ACTIVITY =>
Gather all lines in the entries below that include the word "metal".

MATERIAL SUPPLIED =>

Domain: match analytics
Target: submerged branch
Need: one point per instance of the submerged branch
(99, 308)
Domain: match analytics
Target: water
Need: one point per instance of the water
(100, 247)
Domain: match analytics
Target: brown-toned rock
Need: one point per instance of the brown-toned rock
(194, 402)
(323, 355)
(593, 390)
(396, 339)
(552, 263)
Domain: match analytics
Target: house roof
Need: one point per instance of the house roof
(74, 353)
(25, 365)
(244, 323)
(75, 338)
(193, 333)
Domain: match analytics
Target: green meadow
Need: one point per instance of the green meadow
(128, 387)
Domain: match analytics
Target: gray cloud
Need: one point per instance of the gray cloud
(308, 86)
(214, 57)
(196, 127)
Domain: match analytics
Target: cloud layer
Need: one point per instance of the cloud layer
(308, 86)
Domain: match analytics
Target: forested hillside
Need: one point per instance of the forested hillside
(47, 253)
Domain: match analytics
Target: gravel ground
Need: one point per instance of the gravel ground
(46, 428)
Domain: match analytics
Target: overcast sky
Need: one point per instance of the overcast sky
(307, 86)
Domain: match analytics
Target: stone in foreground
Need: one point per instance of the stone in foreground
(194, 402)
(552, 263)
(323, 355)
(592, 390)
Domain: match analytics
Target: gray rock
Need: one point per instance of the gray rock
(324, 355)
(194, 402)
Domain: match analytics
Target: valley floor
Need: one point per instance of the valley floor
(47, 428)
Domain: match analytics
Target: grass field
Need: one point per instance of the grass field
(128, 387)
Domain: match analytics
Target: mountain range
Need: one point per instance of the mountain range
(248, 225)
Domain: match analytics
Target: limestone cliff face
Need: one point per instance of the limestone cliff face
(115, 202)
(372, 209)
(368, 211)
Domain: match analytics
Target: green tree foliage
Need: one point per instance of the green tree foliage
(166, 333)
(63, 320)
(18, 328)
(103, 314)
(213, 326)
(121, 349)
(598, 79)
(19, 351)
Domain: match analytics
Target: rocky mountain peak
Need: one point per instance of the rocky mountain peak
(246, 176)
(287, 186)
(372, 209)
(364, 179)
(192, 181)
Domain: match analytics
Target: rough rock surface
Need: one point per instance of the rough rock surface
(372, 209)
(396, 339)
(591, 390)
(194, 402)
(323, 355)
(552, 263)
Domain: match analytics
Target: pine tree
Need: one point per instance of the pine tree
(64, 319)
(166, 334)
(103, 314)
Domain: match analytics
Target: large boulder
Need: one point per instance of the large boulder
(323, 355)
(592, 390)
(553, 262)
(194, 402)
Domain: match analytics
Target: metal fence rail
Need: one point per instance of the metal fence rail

WRITTEN RESPONSE =>
Target: metal fence rail
Need: one point per instance of the metal fence rail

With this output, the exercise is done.